=== Quoted passage ===

Following the tragic shooting at a Dark Knight Rises screening in Colorado Friday night, more information is surfacing regarding the victims of the attack and the alleged killer's booby-trapped apartment.
Bomb experts and law-enforcement authorities began a dangerous operation to enter James Holmes' apartment Saturday morning, attempting to defuse various complicated incendiary devices inside that were "set up to kill," police said.
According to a statement released by the Aurora Police Department Saturday, their goal was to get past a tripwire rigged to set off a device, and remove about 30 devices and an additional 30 aerial shells from the residence.
Sgt. Cassidee Carlson later said in a press conference the bomb squad was "successful in defeating the first threat"—the tripwire and the first incendiary device—and that "the tripwire was set up to kill the person that entered the apartment."
Carlson said they were "dealing with some serious stuff inside," adding there were other devices in Holmes' apartment, but wouldn't elaborate on the nature of those devices.
The bomb squad also initiated a controlled detonation of another triggering mechanism inside of the apartment, which was also successful.
Police later said they couldn't be certain until they entered the apartment, but were hopeful they had "eliminated all major threats" from Holmes' residence.
"Many hazards still remain inside," police said, adding they planned to remain at the location for hours, "collecting evidence and mitigating those hazards."

=== Given data ===

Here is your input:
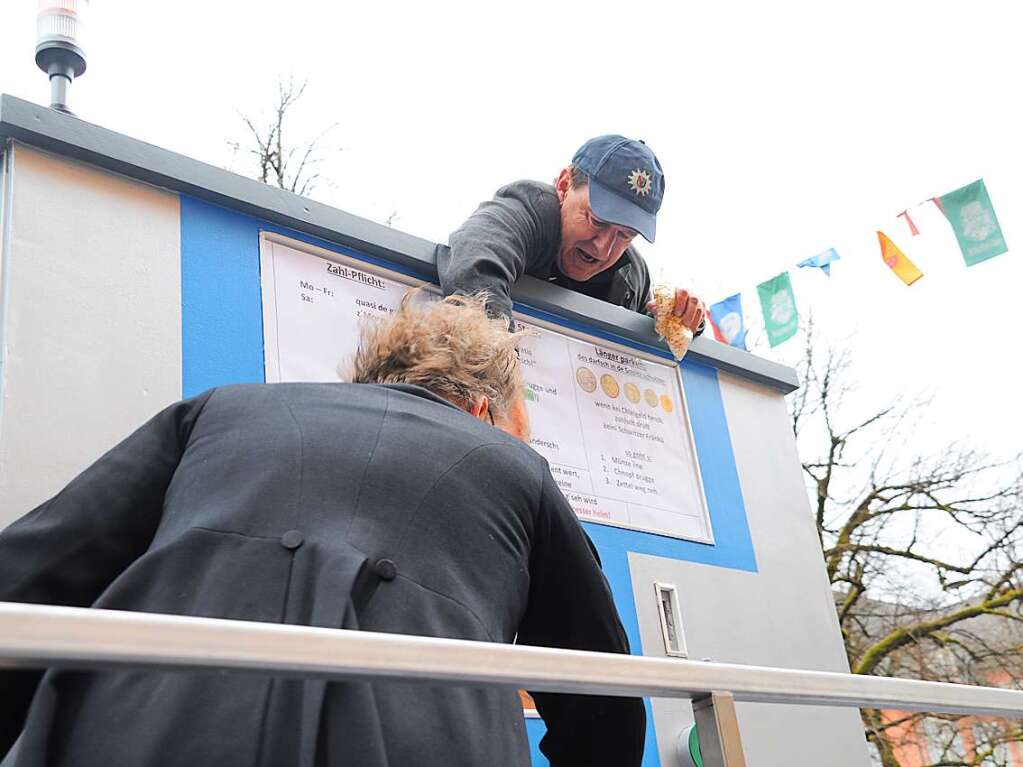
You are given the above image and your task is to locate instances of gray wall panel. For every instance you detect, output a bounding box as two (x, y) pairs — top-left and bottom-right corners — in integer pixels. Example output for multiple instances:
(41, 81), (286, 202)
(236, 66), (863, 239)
(0, 144), (181, 527)
(629, 374), (869, 767)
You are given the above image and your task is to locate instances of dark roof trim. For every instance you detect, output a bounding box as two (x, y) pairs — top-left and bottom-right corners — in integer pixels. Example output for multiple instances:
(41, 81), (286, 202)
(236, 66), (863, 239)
(0, 95), (799, 394)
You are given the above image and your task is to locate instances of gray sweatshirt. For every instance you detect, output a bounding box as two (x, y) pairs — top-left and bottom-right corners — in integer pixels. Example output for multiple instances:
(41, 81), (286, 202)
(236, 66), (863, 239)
(437, 181), (651, 322)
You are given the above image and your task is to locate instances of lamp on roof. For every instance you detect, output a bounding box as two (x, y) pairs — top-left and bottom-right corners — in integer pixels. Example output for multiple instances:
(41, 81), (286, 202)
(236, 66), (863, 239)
(36, 0), (89, 114)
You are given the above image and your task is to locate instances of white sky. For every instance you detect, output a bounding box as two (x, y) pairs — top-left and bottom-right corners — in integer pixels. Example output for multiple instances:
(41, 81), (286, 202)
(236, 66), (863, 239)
(0, 0), (1023, 460)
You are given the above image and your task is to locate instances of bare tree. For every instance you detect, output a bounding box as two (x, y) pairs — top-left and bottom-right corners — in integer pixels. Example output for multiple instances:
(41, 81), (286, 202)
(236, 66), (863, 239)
(227, 78), (337, 196)
(790, 323), (1023, 767)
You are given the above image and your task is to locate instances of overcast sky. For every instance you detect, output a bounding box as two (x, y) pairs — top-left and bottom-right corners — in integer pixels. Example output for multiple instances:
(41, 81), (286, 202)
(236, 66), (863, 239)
(0, 0), (1023, 462)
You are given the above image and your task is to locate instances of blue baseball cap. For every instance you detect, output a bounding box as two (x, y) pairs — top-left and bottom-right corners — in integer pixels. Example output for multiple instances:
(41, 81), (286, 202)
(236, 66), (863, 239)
(572, 135), (664, 242)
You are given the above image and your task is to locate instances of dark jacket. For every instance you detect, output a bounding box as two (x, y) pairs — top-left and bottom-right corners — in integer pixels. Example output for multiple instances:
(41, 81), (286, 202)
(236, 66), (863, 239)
(0, 384), (644, 767)
(437, 181), (651, 320)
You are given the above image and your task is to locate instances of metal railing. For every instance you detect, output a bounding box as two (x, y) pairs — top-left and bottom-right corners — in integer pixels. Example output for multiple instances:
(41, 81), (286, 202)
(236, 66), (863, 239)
(6, 602), (1023, 767)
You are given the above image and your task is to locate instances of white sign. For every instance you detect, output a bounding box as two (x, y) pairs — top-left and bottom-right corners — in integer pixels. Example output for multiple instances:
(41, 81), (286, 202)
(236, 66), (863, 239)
(261, 234), (713, 543)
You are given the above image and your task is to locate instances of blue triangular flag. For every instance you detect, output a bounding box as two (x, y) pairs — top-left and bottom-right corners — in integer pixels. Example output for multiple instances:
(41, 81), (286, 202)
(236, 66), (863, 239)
(710, 292), (748, 351)
(796, 247), (839, 277)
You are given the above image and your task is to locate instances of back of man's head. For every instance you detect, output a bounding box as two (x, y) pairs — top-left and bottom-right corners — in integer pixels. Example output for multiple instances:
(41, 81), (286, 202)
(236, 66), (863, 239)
(351, 290), (523, 419)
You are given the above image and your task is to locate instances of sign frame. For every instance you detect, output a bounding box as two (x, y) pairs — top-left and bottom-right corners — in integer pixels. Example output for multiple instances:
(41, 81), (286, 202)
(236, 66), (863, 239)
(259, 230), (714, 545)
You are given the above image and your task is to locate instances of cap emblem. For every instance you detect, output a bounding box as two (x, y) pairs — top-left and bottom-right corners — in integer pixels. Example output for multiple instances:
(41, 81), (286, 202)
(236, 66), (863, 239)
(629, 169), (653, 197)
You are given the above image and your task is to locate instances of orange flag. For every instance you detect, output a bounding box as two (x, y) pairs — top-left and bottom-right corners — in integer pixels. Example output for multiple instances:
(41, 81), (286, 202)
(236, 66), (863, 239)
(878, 231), (924, 285)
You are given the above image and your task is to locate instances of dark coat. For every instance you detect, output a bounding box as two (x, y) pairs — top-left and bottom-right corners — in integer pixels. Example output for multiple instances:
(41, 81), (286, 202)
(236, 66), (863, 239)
(0, 384), (644, 767)
(436, 181), (651, 320)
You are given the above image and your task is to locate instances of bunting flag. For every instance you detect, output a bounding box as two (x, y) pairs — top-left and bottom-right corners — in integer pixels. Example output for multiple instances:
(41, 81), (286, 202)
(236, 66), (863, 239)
(895, 209), (920, 237)
(796, 247), (839, 277)
(878, 231), (924, 285)
(710, 292), (748, 351)
(757, 272), (799, 348)
(934, 179), (1009, 266)
(707, 314), (728, 344)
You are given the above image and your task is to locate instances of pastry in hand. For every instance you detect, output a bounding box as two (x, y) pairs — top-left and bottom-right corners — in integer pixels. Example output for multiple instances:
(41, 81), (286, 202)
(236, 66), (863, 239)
(654, 285), (693, 360)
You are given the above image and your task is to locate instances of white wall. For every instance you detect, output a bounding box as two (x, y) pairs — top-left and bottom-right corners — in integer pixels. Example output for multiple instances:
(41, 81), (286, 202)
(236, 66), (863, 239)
(629, 373), (869, 767)
(0, 144), (181, 528)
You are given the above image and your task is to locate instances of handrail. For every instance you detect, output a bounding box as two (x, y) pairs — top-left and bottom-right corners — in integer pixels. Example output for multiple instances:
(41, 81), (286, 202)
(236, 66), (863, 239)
(0, 602), (1023, 717)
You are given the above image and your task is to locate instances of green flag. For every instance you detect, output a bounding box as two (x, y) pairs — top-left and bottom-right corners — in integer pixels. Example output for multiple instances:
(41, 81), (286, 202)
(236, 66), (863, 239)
(757, 272), (799, 347)
(935, 179), (1009, 266)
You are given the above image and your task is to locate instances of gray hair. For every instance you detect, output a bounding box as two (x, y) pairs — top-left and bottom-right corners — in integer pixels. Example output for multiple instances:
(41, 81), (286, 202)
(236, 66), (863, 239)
(352, 288), (527, 418)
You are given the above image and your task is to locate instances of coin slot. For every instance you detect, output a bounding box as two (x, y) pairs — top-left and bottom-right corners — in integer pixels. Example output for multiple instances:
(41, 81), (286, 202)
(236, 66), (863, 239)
(654, 583), (690, 658)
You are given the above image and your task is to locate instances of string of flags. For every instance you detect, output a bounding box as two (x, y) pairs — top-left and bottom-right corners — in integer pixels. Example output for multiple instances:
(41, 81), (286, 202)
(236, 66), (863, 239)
(710, 179), (1009, 351)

===

Questions:
**a.** Edit the portion of the Aurora apartment report starting at "Sgt. Cassidee Carlson" and ending at "of those devices.", replacing "press conference" with "news conference", and give the edited portion in full.
**b.** Resume the Aurora apartment report, writing what follows its last sentence.
The records were taken from a separate source.

Solved problems:
**a.**
Sgt. Cassidee Carlson later said in a news conference the bomb squad was "successful in defeating the first threat"—the tripwire and the first incendiary device—and that "the tripwire was set up to kill the person that entered the apartment."
Carlson said they were "dealing with some serious stuff inside," adding there were other devices in Holmes' apartment, but wouldn't elaborate on the nature of those devices.

**b.**
"This was definitely designed as a kill zone for first responders," a law enforcement official told the Los Angeles Times. "We presume that he didn't know whether he would be killed by law enforcement at the scene of the movie theater...he tried to lure people in here as a backup to his life, which he assumed would be ended by police."
Meanwhile, details regarding the conditions of some of the victims of the attack are being released.
In a press conference Saturday, Dr. Bob Snyder of the Aurora Medical Center said seven patients from the shooting are currently in the medical center, ranging in age from 16 years old to 31 years old.
The patients' injuries range from head to chest to belly to arms and legs, and some have multiple gunshots.
"[All patients are doing] fairly well, it was a relatively quiet night," Snyder said in a press conference Saturday.
At Children's Hospital Colorado, two adult patients were also still being treated. One was upgraded from critical to serious condition, while the other adult patient is still in fair condition, according to a statement from the hospital Saturday.